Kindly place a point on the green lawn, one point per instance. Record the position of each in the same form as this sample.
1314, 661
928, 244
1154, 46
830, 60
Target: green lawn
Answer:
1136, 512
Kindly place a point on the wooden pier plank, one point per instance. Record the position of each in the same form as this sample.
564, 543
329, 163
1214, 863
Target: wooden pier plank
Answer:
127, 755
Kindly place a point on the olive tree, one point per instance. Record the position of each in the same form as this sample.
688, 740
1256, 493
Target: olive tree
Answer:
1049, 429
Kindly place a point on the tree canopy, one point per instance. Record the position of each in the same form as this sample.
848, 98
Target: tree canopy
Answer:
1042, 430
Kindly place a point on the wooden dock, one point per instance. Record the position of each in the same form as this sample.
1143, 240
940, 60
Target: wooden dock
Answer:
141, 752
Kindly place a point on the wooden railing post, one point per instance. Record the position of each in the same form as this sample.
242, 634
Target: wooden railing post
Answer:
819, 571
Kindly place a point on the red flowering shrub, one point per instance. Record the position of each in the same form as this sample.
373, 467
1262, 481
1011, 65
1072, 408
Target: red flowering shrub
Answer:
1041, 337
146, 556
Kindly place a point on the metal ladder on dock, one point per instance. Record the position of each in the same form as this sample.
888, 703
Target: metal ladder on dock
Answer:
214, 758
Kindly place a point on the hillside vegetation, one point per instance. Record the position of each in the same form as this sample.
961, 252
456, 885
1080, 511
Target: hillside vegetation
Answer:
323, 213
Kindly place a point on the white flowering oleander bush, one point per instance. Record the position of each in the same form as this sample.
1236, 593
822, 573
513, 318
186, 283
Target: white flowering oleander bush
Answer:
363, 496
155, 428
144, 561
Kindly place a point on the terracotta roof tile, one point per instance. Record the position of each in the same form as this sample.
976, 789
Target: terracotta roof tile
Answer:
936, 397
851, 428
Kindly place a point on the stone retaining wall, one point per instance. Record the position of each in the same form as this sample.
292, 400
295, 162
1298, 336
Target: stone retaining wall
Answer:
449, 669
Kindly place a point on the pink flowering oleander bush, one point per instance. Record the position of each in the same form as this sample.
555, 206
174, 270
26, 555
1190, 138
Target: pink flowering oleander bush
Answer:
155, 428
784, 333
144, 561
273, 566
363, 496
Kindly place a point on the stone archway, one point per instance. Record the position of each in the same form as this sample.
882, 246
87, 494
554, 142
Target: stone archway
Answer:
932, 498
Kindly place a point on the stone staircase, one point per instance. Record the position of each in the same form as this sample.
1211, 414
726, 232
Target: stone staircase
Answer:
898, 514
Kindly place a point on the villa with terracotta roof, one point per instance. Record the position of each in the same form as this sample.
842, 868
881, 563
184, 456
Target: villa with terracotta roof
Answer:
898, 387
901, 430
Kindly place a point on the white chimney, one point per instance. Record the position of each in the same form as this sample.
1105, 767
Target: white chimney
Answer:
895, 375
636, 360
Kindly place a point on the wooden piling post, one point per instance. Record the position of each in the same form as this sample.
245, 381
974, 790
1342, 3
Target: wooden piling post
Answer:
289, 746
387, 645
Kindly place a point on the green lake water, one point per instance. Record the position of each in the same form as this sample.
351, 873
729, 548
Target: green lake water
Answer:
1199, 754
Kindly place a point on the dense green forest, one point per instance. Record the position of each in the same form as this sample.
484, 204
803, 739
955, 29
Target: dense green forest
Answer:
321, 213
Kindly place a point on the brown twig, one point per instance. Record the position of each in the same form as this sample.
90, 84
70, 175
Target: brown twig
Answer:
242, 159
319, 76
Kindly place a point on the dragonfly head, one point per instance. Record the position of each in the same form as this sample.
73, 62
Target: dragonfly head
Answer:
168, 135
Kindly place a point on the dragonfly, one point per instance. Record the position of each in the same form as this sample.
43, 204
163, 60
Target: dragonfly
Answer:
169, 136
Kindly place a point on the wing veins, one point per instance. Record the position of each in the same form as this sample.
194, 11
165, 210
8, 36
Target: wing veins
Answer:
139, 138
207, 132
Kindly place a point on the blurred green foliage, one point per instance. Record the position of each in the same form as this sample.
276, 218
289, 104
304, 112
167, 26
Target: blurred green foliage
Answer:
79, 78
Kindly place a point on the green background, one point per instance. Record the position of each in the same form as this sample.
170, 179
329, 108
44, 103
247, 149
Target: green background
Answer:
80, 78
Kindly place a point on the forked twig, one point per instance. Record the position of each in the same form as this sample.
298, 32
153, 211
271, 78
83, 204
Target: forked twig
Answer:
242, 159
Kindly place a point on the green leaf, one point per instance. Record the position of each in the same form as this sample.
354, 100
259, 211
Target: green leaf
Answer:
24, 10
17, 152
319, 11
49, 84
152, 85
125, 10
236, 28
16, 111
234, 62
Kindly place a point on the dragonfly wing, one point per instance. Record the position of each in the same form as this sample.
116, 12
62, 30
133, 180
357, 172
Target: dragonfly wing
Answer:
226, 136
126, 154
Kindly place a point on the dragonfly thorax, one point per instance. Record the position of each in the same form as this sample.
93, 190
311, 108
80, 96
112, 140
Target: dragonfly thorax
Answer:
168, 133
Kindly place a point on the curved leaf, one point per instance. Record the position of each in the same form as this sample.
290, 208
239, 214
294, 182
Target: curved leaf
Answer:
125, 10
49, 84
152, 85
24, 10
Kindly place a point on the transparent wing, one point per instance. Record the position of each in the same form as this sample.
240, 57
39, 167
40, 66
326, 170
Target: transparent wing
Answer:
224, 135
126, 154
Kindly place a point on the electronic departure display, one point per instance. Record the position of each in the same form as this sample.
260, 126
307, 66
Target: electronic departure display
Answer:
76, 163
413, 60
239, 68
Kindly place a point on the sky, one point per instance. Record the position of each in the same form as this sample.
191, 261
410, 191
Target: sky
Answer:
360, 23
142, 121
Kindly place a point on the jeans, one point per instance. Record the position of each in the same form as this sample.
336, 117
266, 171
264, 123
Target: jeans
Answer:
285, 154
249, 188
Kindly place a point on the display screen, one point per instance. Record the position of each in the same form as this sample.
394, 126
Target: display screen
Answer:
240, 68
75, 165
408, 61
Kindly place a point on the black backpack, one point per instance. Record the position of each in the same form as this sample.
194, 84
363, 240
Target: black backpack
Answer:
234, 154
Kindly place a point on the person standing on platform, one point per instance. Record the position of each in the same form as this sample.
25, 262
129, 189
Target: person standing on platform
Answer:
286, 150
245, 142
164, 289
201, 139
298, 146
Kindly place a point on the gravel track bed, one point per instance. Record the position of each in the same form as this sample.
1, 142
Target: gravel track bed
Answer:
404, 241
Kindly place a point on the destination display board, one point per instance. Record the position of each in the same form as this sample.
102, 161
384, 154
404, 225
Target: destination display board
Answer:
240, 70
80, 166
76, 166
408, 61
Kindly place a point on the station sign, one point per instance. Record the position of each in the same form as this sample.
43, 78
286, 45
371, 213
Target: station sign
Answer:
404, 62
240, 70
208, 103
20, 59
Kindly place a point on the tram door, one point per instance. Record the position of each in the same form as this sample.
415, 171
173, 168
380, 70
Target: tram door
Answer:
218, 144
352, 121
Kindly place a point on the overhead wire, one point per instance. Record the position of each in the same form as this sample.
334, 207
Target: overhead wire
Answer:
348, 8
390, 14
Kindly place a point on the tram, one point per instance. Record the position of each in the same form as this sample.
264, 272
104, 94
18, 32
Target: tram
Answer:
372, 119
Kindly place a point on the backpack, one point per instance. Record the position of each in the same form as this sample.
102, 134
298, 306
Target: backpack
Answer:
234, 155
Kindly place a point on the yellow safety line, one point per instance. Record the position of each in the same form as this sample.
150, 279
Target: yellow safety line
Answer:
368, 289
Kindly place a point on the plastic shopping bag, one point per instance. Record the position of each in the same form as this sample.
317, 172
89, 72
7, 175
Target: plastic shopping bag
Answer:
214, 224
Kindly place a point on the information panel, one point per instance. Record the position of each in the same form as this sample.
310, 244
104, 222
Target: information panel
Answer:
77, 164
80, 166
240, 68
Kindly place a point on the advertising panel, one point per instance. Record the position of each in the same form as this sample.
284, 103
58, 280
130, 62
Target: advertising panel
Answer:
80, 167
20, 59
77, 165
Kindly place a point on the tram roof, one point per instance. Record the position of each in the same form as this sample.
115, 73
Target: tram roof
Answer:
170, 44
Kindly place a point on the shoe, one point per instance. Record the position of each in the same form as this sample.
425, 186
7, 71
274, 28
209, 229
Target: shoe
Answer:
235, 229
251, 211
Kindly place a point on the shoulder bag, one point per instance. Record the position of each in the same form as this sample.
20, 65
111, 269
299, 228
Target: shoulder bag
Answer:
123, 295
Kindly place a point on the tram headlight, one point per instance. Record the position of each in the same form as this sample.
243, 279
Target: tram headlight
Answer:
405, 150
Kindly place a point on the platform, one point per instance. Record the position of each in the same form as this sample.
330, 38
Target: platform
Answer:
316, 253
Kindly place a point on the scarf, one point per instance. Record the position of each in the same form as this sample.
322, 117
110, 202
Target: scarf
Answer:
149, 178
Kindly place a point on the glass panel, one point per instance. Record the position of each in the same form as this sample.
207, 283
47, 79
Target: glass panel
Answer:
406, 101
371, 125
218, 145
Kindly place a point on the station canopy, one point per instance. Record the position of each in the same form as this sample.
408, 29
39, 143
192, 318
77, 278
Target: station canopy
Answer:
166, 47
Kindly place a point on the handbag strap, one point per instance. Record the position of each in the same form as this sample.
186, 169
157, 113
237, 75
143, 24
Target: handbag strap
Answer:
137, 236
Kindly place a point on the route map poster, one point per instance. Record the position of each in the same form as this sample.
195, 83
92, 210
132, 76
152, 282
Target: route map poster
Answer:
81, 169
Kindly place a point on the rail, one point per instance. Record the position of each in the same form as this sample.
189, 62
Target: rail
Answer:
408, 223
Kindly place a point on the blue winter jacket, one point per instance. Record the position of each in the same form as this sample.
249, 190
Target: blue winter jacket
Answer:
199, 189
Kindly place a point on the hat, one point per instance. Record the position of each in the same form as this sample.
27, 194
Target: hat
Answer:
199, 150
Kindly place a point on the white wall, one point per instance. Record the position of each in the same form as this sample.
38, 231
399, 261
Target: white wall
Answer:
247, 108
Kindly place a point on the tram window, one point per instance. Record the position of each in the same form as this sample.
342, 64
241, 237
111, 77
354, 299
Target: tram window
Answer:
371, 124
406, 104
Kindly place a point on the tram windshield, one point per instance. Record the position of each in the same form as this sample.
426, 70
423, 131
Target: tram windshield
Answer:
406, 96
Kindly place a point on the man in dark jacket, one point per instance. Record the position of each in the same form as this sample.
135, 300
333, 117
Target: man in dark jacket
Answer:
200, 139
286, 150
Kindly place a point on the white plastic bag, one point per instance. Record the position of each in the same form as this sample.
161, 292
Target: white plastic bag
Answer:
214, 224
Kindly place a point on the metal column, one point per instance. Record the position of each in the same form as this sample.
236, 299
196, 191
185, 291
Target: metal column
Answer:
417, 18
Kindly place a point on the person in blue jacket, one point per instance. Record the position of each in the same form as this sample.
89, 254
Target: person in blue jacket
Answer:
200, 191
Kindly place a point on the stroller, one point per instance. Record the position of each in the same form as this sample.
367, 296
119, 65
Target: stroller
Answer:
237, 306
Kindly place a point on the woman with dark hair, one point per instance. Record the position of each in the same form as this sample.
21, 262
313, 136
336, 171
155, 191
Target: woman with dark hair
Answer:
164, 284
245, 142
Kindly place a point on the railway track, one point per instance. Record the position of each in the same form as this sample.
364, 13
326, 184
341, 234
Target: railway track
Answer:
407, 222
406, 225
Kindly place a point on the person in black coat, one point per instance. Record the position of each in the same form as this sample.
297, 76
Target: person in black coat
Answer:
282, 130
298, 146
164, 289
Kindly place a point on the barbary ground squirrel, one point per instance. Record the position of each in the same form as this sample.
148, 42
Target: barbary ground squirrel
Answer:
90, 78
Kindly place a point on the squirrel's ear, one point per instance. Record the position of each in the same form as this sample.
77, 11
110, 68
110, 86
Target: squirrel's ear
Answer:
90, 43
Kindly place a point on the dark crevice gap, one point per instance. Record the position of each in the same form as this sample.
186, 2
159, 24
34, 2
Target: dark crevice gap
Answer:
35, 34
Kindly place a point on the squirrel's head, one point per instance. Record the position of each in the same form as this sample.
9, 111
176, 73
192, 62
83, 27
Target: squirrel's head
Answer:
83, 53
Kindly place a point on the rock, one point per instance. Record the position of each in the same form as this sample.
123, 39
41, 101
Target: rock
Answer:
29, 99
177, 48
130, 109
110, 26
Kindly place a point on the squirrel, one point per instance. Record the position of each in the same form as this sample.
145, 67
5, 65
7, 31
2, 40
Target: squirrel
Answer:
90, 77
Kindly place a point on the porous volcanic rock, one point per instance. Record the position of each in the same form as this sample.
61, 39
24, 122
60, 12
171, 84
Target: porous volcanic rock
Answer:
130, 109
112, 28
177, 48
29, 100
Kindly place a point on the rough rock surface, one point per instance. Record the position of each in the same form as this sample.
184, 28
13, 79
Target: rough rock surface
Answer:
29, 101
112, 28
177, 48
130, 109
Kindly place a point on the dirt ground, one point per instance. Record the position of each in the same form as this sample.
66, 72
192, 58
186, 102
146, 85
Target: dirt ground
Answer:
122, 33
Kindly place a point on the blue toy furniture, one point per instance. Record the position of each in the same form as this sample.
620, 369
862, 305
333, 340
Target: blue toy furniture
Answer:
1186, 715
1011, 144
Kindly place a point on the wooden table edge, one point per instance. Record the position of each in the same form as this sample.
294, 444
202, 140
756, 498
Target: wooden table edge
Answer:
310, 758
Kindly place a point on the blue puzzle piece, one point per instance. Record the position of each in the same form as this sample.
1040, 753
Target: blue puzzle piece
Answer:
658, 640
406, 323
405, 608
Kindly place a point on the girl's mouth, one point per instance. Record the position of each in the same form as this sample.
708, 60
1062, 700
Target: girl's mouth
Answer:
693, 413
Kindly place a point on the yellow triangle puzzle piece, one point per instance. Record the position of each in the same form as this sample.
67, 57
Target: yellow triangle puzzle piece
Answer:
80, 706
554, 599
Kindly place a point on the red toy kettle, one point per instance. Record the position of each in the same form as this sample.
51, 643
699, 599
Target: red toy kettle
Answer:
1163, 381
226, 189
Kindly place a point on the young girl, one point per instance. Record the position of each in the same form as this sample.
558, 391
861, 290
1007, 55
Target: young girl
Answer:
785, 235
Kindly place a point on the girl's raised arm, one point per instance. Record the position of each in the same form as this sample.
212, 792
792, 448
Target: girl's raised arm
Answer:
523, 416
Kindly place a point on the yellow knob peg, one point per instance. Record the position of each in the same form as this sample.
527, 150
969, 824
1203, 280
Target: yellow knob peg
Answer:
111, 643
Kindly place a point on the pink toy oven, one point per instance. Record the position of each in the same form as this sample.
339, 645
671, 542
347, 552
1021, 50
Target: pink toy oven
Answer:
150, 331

> What you should do
Scan the lines above for the word "retaining" and copy every one where it occurs.

> Written solution
Kindly place a point on the stone retaining wall, one point per instance. Record the position of each in the same form as this sample.
Target: stone retaining wall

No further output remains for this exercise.